◆ What is being asked:
Every record here should be printed again exactly.

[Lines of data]
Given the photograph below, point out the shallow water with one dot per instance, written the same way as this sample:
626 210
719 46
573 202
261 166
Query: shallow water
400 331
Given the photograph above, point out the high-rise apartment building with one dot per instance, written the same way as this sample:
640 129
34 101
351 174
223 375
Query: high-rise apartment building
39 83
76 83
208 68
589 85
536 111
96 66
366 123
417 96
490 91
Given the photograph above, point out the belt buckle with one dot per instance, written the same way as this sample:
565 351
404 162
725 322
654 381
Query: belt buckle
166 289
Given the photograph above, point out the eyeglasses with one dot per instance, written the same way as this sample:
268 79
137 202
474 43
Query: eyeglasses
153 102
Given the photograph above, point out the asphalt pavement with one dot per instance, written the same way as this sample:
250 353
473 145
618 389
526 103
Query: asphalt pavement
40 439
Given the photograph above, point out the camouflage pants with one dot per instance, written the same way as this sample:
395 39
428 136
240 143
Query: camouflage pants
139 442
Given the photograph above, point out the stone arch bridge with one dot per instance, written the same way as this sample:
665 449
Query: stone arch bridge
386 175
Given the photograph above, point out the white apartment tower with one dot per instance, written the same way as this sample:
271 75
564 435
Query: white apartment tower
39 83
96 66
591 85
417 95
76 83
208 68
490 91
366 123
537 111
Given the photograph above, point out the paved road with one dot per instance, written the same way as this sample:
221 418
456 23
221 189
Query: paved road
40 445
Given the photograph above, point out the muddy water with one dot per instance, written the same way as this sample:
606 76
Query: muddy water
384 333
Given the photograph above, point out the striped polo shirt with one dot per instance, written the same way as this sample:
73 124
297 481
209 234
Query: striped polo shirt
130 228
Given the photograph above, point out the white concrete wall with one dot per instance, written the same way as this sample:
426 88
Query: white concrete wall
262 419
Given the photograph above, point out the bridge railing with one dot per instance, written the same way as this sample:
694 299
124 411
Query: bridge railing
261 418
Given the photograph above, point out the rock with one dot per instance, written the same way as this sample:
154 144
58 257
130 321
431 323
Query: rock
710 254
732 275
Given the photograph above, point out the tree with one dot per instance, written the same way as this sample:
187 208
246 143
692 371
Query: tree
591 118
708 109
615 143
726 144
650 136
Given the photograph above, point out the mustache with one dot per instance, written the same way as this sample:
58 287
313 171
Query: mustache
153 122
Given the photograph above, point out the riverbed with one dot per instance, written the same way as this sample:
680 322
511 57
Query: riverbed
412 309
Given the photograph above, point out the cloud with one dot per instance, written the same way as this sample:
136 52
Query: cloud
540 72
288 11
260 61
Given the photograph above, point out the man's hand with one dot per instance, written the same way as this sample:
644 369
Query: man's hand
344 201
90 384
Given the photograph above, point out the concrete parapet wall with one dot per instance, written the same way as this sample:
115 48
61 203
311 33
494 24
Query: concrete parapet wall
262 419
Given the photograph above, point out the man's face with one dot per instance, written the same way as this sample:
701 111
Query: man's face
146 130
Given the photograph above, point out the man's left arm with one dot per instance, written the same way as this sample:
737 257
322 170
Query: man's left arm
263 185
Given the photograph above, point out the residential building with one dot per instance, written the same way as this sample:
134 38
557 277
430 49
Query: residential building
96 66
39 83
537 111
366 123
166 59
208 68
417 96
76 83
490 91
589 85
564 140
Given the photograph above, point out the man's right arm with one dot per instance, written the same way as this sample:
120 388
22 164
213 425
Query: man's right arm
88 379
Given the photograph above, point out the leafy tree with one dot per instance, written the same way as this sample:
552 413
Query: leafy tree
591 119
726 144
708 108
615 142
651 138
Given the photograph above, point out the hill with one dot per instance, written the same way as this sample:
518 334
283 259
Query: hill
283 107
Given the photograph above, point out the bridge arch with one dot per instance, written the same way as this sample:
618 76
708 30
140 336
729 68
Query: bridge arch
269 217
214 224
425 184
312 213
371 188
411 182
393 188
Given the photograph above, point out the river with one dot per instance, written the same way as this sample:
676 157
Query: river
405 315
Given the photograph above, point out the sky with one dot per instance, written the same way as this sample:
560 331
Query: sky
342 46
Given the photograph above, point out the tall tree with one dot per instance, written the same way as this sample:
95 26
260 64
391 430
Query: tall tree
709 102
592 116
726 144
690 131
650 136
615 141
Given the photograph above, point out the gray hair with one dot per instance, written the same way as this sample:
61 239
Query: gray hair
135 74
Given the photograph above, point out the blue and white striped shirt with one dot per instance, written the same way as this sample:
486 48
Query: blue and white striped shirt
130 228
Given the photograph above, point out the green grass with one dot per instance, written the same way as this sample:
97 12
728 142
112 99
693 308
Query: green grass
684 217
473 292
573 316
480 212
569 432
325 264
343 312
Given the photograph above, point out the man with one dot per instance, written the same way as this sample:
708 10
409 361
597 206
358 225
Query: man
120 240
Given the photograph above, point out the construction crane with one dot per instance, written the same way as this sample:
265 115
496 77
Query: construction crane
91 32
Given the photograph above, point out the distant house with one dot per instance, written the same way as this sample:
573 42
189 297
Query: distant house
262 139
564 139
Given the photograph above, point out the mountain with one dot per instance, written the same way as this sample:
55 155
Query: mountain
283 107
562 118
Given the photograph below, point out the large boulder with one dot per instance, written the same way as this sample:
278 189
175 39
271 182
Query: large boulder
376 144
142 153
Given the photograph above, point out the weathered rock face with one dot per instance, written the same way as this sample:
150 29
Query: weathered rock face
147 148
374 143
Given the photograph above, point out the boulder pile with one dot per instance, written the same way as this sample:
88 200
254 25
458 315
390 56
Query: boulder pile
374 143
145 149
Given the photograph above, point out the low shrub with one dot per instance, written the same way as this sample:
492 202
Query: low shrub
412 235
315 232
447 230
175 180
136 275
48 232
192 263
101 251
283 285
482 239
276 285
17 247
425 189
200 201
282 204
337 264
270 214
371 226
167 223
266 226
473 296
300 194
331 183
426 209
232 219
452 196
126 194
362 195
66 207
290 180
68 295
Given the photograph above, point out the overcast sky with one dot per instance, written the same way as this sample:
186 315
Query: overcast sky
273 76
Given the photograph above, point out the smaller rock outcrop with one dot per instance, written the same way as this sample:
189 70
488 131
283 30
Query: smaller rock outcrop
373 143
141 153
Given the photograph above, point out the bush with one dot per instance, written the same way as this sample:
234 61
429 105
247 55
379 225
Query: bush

◆ Response below:
Given the photograph below, point out the shallow water with one dot per instance, written the same way as this sample:
626 210
719 46
573 202
261 166
Query: shallow water
400 331
Given the photograph above, point out the high-rise apartment building with one dot per instance, written the same way as this sample:
640 129
34 101
351 174
223 375
Query: high-rise apartment building
39 83
76 83
208 68
589 85
536 111
96 66
366 123
417 96
490 91
Given the photograph above, point out the belt buckle with one dot per instance, written the same way as this sample:
565 351
404 162
725 322
654 381
Query: belt buckle
166 289
Given the photograph above, point out the eyeglasses with one dot per instance, written the same way as this sample:
268 79
137 202
474 43
Query: eyeglasses
153 102
Given the photograph above, point out the asphalt pavement with one dot per instance, written the same way as this sample:
250 353
473 145
618 389
526 103
Query: asphalt pavement
40 439
Given the photograph above, point out the camouflage pants with one dot per instance, written the same way as this sample:
395 39
428 136
240 143
Query: camouflage pants
139 442
Given the photograph above, point out the stone arch bridge with one dot per instance, written the same way as this sample:
665 449
Query: stone arch bridge
386 175
Given the photograph above, point out the white apartment tower with one dot per instance, written the same way as this sample:
271 75
564 435
Query: white apartment tower
39 83
96 66
591 85
417 95
76 83
208 68
490 91
366 123
537 111
Given the photograph above, point out the paved road with one dot per instance, written the same way as this sample:
221 418
456 23
221 189
Query: paved road
40 445
Given the photograph above, point out the muddy water with one dot per instance, written the same way as this sample:
606 76
Query: muddy water
384 333
Given the photograph above, point out the striped polo shirt with one dot per instance, written the same way as this sample:
73 124
297 481
209 234
Query: striped polo shirt
130 228
Given the photograph above, point out the white concrete wall with one dot per instance, written the same way as this sample:
426 88
Query: white concrete wall
262 419
Given the photograph above, point out the bridge railing with one dot per instance, written the same way as this sample:
694 299
124 411
Query: bridge railing
261 418
Given the photograph above, point out the rock with one dot per instance, written the same way as this sample:
154 144
58 257
130 321
431 323
Query: rock
710 254
732 275
Given the photograph above, point out the tree with one dot per instance, written the same way as this sample:
187 208
246 143
692 371
Query: tree
591 118
708 109
615 143
726 144
650 136
Given the photograph above, point out the mustache with one dot per instance, written the same way as this sample:
58 287
313 171
Query: mustache
153 122
Given the photograph above, point out the riverbed with one dot per instance, written the same way as this sample:
680 322
511 57
Query: riverbed
412 309
Given the photograph above, point out the cloud with one dot per instance, written the same way as this sample:
136 52
Query: cloud
540 72
288 11
260 61
Given the photograph above, point out the man's hand with one dot per instance, written the same way as this sample:
644 369
Query: man's hand
344 201
90 384
Given the photograph above, point out the concrete parapet wall with one dot per instance, written the same way as this sample:
115 48
61 203
311 33
494 24
Query: concrete parapet wall
262 419
Given the photograph above, point out the man's face with one dot per instance, written the same way as this sample:
701 111
Query: man's face
146 130
Given the photograph above, point out the man's left arm with one dot per instance, written the same way as this sample:
737 257
322 170
Query: man's left arm
263 185
Given the photograph above, point out the residential building with one dot per instance, written the same way as this sample:
134 38
557 277
430 49
Query: residential building
96 66
39 83
537 111
366 123
166 59
208 68
417 96
76 83
490 91
589 85
564 140
Given the photograph above, point out the man's right arm with one dot per instance, written the same way as this sample:
120 388
22 164
213 425
Query: man's right arm
88 379
Given the photograph above, point out the leafy tree with one dot per instance, written the same way as this sample:
552 413
Query: leafy tree
591 119
726 144
708 108
615 142
651 138
Given the photograph above, point out the hill with one dot per instance, written the same way as this sample:
518 334
283 259
Query: hill
283 107
Given the photograph above, point out the bridge arch with one dot per instance, written the same way as this sample:
618 76
708 30
140 336
729 68
Query: bridge arch
269 217
214 224
425 184
312 213
371 188
411 182
393 188
Given the photograph above, point out the river with one dot per instance, written the same way as this sample:
676 157
Query: river
405 315
Given the photograph above, point out the sky with one dot per instance, written the same way as this sample:
560 331
Query: sky
342 46
Given the photograph above, point out the tall tree with one dot per instance, written the same way as this sample:
95 26
260 64
391 430
Query: tall tree
709 102
592 116
726 144
690 131
650 136
615 141
Given the photograph above, point out the gray hair with one dot per instance, written the same way as this sample:
61 239
Query: gray hair
135 74
Given the photograph above, point out the blue and white striped shirt with one dot per instance, written the same way as this sample:
486 48
Query: blue and white striped shirt
130 228
Given the photograph above, point out the green grass with one dot per instance, written the same way as this sample:
97 12
728 142
112 99
693 308
Query: green grass
684 217
473 292
573 316
480 212
569 432
325 264
343 312
Given the photograph above, point out the man with one dot per instance, written the same way as this sample:
708 10
409 361
597 206
358 225
Query: man
120 240
Given the photograph above, point out the construction crane with one dot per instance, written the same way as this sample:
265 115
496 77
Query: construction crane
91 32
Given the photograph above, point out the distant house with one dot per instance, written the same way as this sample:
573 42
189 297
Query: distant house
262 139
564 139
Given the photograph above, point out the mountain with one dot per instance, written the same way as this sample:
55 155
Query: mountain
283 107
562 118
Given the photograph below, point out the large boulder with one dot per instance, written the same way as this sample:
278 189
175 39
271 182
Query: large boulder
376 144
142 153
Given the photograph above, point out the weathered rock face with one dot per instance, written the same way as this sample:
150 29
Query: weathered rock face
147 148
374 143
Given the photograph above, point out the boulder pile with one dot per instance, written the same way as this sample:
88 200
254 25
458 315
390 56
Query: boulder pile
374 143
145 149
Given the photograph above, point out the low shrub with one dot per instance, written the same way as this sample:
492 202
Query: low shrub
412 235
315 232
447 230
175 180
136 275
48 232
192 263
101 251
283 285
482 239
276 285
17 247
425 189
200 201
282 204
337 264
270 214
371 226
167 223
266 226
473 296
300 194
331 183
426 209
232 219
452 196
126 194
362 195
66 207
290 180
68 295
Given the photograph above, point out the overcast sky with one dot per instance, written the same way as this sample:
186 315
Query: overcast sky
273 76
Given the photograph above, point out the smaller rock outcrop with one dot per instance, written the same way as this sample:
189 70
488 131
283 30
Query: smaller rock outcrop
373 143
141 153
Given the photograph above, point out the bush with one dot per instance, written the same way as this sample:
234 61
429 105
247 55
379 225
Query: bush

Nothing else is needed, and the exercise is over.